--- BEGIN Selected passage ---

I’m surprised we haven’t gotten more shots of their feet against knives, bleeding
as I went  to type that, we get the first shot of exactly that, as yusuke goes in for his own headbutt to counter chu’s
which was aparently the ‘secret weapon’ rinku meant in the subs
yusuke has beautiful eyes
chu’s head BROKE THE FLOOR
yusuke called chu mate, I dig it
yusuke and kuwabara are cute and gay
oh, they are extra gay when they do sidehugs
I can’t believe that of this whole team only two people are left
yusuke is my hero
he just yelled loudly enough to shup up the entire arena of spectators
“if you idiots got something to say, say it! but say it to my face, or else say it to my fist.” 
that’s a badly written but highly epic and kickass line
I have NO IDEA what chu just said because the audio broke and he has am AUSTRALIAN ACCENT
son of a--
the narrator just fucking punned
yusuke flipped off the toguro kyoudai, and the screen does the dramatic stylized freeze, and the narrator goes, “yusuke may be flippant now”
YOU SUCK
but also it’s a good joke I hate it
where did keiko go during the dramatic pan over the team anyway, she was down there with them.
I rewound and she is Not There.
WHYYYY did they even make Chu say anything??? he doesn’t in the japanese version, there are no subs for him
I really miss the old ED. I love the images for this one, the keiko focus. but. it doesn’t have the same energy. it’s not a jam
now that I thinka bout it, the photograph at the end of that ED could only have been taken in universe on the return trip from the tournament, so I should never have worried that hiei or kurama or kuwabara actually died.
I’m so glad for this arc if only because it’s means all these casual clothes for our cast, and I love that
look how high wasted yusuke’s jeans are, I love it, Ireally do. BOYS , wear high waisted jeans.
during purely internal monolgue, dub yusuke gives a fraction of the information sub yusuke gives by just saying “damn it” instead of “I can’t focus my reiki, why??”
kuwabara’s outside, coincidentally passing by where yusuke is, because hs’ not psychic and ISN’T LOOKING FOR HIM cuz he’s not gay
look, I realize I’m calling yusuke and kuwabara gay a lot. I don’t mean literally gay. 
they are obviously bisexual, or pan, or demi.
I just mean they fall under the LGBTQIA+ umbrella, which is in my region frequently shortened to “gay”
Kuwabara immediaetly ruins my theory by straight up admitting to looking for yusuke and wondering why he wasn’t left a note
kuwabara (paraphrased): I wanna have a team meeting
yusuke, a smarty who already knows he ain’t straight: have a meeting with yourself, then. you’ll learn a lot.
kuwabara, who clearly needs more time: what does that mean?

--- END Selected passage ---

Goals -
1. Please reproduce word for word the part of the episode notes above, from "I just mean" up to and including "learn a lot.".
2. Resume the episode notes above, writing on from their final line.

--- BEGIN Recorded information ---

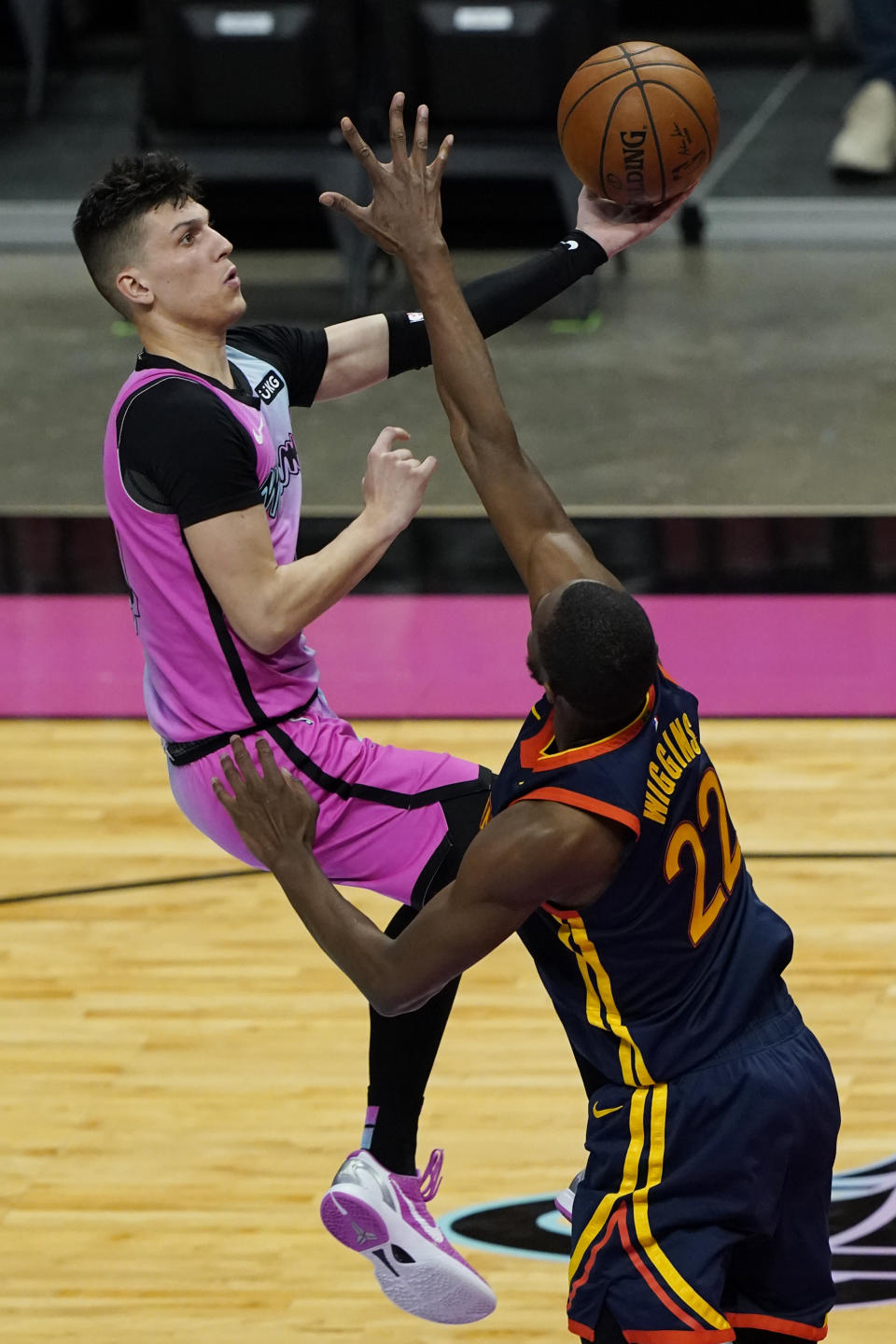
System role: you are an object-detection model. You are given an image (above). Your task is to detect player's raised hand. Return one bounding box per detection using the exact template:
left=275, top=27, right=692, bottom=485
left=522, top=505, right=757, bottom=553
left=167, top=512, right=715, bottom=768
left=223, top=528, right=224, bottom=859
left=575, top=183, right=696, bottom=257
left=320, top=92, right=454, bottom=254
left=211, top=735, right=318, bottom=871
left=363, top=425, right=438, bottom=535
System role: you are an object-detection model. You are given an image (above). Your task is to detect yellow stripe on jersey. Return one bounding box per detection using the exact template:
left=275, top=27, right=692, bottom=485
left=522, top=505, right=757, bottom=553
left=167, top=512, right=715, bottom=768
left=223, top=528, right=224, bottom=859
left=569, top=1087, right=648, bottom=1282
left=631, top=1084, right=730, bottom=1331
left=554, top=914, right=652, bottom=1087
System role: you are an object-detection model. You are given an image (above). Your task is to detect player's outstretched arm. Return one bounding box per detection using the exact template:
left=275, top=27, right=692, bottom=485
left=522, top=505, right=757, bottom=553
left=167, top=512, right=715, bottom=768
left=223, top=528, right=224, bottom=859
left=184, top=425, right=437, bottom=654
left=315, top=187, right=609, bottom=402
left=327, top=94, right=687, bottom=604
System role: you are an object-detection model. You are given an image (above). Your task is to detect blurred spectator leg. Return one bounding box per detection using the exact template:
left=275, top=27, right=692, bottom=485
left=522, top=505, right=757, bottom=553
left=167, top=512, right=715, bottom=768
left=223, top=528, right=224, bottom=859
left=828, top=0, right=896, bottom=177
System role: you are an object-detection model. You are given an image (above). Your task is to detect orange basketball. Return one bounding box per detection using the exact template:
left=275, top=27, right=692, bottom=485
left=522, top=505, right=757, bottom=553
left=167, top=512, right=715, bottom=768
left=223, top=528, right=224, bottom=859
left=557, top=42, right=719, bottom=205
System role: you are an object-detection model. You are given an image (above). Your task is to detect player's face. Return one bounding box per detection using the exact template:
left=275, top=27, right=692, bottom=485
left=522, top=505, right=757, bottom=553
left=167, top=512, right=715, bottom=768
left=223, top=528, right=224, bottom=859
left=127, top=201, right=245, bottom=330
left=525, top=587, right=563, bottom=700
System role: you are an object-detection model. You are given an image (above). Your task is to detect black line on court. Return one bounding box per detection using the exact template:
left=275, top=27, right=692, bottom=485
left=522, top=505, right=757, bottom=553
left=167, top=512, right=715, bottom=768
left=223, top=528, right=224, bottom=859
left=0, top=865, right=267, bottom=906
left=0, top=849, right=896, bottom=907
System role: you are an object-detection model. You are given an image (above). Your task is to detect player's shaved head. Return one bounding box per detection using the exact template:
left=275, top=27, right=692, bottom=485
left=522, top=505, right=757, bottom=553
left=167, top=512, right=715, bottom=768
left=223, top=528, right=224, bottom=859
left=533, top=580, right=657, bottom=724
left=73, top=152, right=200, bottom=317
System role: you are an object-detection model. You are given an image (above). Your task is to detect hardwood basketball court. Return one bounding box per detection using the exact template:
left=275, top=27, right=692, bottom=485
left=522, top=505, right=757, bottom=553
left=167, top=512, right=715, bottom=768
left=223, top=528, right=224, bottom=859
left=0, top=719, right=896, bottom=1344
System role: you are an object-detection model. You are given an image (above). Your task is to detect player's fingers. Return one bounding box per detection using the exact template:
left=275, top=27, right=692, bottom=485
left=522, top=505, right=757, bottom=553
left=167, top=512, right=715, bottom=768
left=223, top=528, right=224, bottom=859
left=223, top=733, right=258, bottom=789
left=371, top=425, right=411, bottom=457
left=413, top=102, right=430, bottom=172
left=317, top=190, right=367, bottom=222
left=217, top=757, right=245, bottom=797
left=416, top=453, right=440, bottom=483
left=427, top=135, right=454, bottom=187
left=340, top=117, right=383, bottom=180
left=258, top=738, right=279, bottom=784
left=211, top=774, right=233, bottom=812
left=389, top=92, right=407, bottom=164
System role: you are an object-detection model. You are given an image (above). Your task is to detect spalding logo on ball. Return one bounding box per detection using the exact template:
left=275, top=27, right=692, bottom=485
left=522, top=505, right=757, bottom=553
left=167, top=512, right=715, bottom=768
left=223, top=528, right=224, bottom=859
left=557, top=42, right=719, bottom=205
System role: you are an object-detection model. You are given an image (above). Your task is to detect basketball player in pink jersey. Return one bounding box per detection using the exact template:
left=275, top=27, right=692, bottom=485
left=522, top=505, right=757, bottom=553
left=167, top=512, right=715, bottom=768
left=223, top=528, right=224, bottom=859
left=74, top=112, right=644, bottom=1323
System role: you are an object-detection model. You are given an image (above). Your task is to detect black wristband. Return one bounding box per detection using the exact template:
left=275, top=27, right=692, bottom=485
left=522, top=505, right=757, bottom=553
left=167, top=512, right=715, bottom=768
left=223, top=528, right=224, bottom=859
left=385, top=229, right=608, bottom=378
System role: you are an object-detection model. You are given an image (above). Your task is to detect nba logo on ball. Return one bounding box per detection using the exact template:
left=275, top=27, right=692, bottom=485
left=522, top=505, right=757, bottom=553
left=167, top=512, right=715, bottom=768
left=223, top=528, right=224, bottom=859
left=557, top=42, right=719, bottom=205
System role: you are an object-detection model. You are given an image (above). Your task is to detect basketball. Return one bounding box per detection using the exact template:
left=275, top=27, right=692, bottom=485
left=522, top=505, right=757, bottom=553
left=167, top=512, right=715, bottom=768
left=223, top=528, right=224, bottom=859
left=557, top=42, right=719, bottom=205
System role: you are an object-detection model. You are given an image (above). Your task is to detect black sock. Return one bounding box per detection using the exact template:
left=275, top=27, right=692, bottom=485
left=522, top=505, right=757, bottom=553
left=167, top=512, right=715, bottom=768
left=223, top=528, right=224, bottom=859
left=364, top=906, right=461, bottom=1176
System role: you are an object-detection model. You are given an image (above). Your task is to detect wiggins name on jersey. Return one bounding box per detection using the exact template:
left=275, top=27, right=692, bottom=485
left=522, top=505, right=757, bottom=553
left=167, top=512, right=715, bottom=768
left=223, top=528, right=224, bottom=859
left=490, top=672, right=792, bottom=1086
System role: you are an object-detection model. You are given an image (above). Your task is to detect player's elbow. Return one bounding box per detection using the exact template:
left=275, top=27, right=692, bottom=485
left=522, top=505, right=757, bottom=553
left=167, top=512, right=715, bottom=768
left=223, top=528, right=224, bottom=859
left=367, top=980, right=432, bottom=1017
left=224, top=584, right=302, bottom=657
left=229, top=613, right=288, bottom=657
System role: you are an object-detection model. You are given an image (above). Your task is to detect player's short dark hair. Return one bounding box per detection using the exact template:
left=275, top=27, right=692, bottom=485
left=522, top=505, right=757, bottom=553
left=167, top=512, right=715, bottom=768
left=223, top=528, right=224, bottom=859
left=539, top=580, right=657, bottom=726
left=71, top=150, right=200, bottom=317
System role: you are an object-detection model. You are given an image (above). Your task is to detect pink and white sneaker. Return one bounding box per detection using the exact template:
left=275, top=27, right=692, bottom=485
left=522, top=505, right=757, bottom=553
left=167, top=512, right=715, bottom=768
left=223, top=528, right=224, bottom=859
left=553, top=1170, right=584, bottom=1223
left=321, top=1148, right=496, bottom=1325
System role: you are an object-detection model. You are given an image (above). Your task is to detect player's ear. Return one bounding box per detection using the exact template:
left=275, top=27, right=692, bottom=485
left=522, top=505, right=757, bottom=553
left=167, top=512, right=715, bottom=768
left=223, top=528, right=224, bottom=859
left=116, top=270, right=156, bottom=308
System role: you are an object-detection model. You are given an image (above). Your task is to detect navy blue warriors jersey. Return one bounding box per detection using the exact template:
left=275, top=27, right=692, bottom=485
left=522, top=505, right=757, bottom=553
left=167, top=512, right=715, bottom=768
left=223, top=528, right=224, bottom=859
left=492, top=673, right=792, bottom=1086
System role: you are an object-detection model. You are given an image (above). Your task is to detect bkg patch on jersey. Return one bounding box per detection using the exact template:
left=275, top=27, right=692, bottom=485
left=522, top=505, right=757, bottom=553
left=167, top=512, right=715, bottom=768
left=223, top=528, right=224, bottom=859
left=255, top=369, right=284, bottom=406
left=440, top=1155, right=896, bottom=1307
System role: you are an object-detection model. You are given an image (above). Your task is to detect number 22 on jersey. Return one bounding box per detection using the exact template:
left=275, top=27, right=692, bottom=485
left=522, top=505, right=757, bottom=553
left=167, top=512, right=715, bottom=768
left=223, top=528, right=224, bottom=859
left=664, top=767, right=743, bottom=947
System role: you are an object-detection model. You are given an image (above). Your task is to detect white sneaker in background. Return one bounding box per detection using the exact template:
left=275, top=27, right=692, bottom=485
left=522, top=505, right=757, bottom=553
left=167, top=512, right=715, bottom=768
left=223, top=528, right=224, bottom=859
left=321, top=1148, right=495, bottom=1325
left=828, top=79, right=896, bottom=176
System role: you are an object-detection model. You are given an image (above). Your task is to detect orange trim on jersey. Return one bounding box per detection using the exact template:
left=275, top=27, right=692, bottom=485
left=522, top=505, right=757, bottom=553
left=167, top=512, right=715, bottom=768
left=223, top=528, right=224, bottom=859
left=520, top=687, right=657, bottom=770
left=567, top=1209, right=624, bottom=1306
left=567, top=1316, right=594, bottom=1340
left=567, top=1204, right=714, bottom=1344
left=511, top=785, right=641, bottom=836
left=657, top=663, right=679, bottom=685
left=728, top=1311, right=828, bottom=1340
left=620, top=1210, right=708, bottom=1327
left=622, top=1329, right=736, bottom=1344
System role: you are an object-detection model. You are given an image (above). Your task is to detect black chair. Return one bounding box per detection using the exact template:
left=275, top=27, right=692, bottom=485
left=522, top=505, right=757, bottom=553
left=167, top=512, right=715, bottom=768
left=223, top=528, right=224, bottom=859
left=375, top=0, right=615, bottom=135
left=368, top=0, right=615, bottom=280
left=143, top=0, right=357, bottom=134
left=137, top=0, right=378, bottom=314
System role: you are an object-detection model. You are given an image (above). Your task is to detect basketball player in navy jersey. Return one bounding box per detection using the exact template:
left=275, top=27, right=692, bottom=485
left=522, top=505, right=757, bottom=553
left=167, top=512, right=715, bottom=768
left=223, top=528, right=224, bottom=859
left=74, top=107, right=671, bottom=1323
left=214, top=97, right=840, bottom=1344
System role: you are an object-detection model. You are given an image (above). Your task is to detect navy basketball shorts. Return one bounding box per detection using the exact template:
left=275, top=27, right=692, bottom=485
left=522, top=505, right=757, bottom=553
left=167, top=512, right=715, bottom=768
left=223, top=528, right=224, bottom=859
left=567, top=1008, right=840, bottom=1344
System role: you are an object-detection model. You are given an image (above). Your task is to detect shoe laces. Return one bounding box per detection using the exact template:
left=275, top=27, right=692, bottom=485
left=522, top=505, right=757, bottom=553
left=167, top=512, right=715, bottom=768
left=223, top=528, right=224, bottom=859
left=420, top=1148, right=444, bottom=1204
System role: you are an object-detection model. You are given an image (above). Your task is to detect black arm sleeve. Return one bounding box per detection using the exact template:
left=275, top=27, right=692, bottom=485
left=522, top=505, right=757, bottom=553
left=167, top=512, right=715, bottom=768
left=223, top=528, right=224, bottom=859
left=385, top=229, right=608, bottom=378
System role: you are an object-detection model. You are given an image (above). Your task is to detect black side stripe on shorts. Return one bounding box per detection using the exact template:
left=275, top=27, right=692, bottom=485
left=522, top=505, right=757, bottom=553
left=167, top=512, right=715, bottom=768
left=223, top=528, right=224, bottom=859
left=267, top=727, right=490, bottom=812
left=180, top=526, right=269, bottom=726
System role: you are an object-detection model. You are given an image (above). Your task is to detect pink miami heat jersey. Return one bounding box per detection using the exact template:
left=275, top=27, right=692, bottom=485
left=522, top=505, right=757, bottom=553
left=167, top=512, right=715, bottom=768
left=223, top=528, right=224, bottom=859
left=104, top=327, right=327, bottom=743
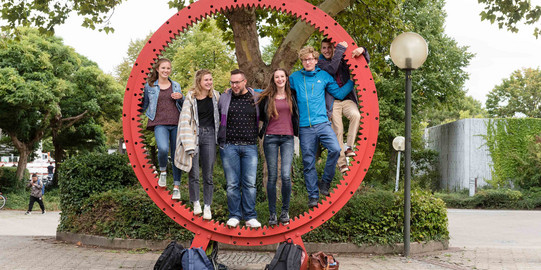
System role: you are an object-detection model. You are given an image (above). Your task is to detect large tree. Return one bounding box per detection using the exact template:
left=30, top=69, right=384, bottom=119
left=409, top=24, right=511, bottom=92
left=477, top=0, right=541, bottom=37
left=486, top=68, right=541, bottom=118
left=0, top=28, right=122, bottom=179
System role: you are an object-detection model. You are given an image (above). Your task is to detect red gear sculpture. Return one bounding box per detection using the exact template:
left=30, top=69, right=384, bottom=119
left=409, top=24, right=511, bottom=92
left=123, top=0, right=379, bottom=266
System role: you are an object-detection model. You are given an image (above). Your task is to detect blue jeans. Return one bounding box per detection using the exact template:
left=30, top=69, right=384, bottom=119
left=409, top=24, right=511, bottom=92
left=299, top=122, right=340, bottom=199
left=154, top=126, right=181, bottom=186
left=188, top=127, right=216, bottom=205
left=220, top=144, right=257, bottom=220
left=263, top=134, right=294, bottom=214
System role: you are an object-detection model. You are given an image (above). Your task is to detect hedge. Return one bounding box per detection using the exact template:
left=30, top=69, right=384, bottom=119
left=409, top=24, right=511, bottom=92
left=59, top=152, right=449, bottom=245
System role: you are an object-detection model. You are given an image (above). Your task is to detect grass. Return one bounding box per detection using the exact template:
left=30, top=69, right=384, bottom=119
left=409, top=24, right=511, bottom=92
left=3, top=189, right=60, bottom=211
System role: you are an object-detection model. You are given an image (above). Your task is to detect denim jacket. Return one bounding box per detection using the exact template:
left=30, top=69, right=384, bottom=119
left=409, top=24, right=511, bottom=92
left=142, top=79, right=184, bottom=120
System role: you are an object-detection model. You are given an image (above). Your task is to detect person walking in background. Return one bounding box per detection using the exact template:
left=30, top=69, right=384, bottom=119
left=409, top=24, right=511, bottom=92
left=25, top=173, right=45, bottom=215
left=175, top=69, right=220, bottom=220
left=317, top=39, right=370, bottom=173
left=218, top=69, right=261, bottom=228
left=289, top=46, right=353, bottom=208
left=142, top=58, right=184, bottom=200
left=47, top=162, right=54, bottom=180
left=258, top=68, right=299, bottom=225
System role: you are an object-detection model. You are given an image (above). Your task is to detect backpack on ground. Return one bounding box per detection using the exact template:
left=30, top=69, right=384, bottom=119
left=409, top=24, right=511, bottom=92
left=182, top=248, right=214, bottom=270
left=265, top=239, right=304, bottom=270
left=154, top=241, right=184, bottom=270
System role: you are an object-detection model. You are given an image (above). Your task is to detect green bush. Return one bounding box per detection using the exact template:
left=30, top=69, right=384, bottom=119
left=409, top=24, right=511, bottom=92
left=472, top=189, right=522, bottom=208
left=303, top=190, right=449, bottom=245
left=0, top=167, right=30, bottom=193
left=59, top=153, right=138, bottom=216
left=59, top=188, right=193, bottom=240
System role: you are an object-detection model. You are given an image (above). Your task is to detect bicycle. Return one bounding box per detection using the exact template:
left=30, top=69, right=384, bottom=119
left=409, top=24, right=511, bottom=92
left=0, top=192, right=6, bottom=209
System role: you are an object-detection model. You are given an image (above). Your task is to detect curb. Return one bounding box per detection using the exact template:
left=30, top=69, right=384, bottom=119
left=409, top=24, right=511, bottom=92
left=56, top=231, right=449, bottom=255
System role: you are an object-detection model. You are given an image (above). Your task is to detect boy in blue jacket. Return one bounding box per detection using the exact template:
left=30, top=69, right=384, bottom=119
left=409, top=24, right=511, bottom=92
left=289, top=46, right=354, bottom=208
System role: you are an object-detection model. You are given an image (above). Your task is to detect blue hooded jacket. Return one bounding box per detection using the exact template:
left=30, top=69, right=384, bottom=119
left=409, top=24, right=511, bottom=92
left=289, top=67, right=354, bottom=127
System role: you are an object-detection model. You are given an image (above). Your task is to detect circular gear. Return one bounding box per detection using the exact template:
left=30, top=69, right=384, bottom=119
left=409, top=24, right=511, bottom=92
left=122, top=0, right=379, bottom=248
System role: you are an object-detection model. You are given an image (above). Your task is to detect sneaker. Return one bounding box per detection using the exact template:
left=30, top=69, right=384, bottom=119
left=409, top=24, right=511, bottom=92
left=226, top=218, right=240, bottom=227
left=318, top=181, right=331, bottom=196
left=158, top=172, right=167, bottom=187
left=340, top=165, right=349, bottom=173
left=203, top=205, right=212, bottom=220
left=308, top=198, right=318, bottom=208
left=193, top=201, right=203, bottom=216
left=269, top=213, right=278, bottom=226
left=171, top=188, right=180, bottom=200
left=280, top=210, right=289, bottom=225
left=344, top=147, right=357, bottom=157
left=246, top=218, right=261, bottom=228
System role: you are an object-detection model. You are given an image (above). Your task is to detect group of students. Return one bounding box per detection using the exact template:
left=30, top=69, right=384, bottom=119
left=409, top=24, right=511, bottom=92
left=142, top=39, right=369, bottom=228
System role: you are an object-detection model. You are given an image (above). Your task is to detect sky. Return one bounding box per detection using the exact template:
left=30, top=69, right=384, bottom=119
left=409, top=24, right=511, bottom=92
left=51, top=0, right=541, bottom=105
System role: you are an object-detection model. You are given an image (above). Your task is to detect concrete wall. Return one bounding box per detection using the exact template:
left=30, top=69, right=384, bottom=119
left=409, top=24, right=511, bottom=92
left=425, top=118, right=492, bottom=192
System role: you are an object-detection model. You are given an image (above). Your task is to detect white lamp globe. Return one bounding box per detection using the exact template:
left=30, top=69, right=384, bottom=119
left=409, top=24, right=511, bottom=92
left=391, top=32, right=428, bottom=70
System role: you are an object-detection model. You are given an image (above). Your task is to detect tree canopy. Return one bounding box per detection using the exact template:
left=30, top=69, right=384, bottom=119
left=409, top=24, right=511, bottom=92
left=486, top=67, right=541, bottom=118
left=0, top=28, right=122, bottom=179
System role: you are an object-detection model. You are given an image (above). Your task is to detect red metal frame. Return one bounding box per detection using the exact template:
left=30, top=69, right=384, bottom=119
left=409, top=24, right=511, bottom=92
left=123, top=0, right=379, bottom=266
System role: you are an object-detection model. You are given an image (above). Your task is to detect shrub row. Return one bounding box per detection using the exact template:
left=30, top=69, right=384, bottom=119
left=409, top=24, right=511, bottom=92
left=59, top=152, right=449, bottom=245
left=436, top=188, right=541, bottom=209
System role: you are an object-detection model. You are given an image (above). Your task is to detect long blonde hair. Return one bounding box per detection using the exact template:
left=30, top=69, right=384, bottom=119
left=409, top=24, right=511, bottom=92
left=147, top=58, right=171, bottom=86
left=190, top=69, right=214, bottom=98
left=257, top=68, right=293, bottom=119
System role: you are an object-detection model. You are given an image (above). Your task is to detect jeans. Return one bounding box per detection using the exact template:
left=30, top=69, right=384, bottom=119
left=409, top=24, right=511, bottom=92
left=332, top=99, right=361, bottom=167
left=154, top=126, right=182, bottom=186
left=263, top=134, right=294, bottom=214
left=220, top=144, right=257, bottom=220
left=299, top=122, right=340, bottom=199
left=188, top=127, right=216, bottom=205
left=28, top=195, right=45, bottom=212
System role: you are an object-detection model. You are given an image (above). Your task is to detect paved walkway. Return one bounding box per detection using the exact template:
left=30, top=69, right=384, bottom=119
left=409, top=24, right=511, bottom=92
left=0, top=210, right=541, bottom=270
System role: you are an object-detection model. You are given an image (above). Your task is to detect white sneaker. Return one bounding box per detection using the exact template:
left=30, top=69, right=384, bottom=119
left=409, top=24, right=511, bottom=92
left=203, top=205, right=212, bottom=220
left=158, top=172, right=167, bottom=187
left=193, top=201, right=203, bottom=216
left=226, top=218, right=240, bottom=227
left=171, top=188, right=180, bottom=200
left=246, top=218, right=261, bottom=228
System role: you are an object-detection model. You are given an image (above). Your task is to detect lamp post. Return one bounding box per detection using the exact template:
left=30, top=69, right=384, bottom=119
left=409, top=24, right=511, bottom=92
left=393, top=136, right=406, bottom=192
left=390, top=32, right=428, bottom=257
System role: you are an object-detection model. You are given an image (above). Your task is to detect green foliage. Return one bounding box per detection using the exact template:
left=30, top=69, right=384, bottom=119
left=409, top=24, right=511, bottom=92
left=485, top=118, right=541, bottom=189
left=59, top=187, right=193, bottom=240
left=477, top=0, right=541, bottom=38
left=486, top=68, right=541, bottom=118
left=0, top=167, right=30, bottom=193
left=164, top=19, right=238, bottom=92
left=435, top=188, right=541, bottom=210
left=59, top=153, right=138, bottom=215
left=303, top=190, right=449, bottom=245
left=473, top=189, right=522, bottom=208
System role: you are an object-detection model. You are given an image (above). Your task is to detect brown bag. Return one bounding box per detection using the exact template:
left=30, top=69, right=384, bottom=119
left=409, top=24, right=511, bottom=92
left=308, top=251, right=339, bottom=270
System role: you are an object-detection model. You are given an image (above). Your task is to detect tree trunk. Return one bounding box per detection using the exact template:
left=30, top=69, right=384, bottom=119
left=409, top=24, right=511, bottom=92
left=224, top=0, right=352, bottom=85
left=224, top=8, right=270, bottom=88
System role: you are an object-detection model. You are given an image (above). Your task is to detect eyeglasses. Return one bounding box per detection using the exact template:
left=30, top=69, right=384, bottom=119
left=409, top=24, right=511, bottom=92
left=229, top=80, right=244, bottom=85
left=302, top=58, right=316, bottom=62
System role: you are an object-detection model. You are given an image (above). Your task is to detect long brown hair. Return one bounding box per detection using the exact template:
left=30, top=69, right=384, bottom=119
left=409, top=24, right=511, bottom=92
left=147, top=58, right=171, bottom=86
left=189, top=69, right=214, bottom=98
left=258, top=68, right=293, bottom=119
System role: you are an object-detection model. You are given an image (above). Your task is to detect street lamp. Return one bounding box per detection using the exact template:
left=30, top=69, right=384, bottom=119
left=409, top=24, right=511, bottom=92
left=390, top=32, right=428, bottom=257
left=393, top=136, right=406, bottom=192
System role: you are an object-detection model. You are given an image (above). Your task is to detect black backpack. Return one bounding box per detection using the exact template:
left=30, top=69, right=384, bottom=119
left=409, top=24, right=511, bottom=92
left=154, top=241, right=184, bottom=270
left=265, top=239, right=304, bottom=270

--- END Recorded information ---

Solved problems -
1.
I just mean they fall under the LGBTQIA+ umbrella, which is in my region frequently shortened to “gay”
Kuwabara immediaetly ruins my theory by straight up admitting to looking for yusuke and wondering why he wasn’t left a note
kuwabara (paraphrased): I wanna have a team meeting
yusuke, a smarty who already knows he ain’t straight: have a meeting with yourself, then. you’ll learn a lot.

2.
justas I was about to say tha tI couldn’t beleive they just--left genkai in the room alone, we see that genkai is actually stalking her student now that she’s bored of intimadting kuwabara
we just--that’s the ichigaki team
those poor men
those three poor, wonderul men
I remember nothing about those two demon members of the team but now I’m getting flashes of--delaying hiei and kurama?
thank you kurama, you nerd, for bothering to do research on the next team
yusuke, who now trains on his own time even after running out of reiki: why am I so damn tired?
is this. a filler villain? or did togashi really come up with a character who manifests rubgy balls and calls himself rugby
WHY is the dub so far off the sub right now? there’s no lip flap to match!!
this is awful
buys a fucking gymnast
well he lasted for three minutes before getting killed by his own teammate
GENKAI SPEAKS BLESS HER
oh man yusuke thought is was genkai and is now confused as fuck by this young voice amazing
but why the fuck does she sound young, when she hasn’t exerted herself at all that day
she just, fucking tells them about hiei fucking up his arm
baby YOU KNEW you were making that trade, you KNEW
botan looks a lot like sailor moon right now
keiko confimrs that she is aware yusuke has the hots for her, but also that she can see how happy he is here in the tournament
shizuru’s ass is AMAZING
it’s shocking to think neither hiei nor kurama could tell toguro was alive when they were just a room away from him
why are yususke’s eyes glowing
that whole team is huge, how did rugby even make it on that team lol
‘don’t you have a team?’ “of course I do, but they’re extremely lazy” amazing.
I mean, we know they brothers are famous, but it makes so much more sense WHY they are famous--having previously WON the dark tournament
I wouldn’t be opposed to a movie or something about that tournament, honestly. I want to se more of toguro when he was human. 
I wonder how genkai feels weatching him do this
toguro is sort of like an early saitama, if you strip away personality. their drive at this point is similar from what I know of OPM. 
okay so the dub has creepy-possessive implcations thanks to toguro saying (about yusuke) “that boy is reserved for me”. the SUB on the other hand--toguro just says, ‘it’s a bad day to be a large guy, huh?’ which is fucking. amazing. bold. iconic.
yusuke is sitting next to the previous LOVE of toguro’s LIFE, and he doesn’t even notice her. just yusuke. I guess amask really can hide everything?
I’m stunned they aren’t having more trouble  about sittin ght eaudience that was calling for their blood yesterday.
of course yusuke and his friends have to deal with an extra match lol.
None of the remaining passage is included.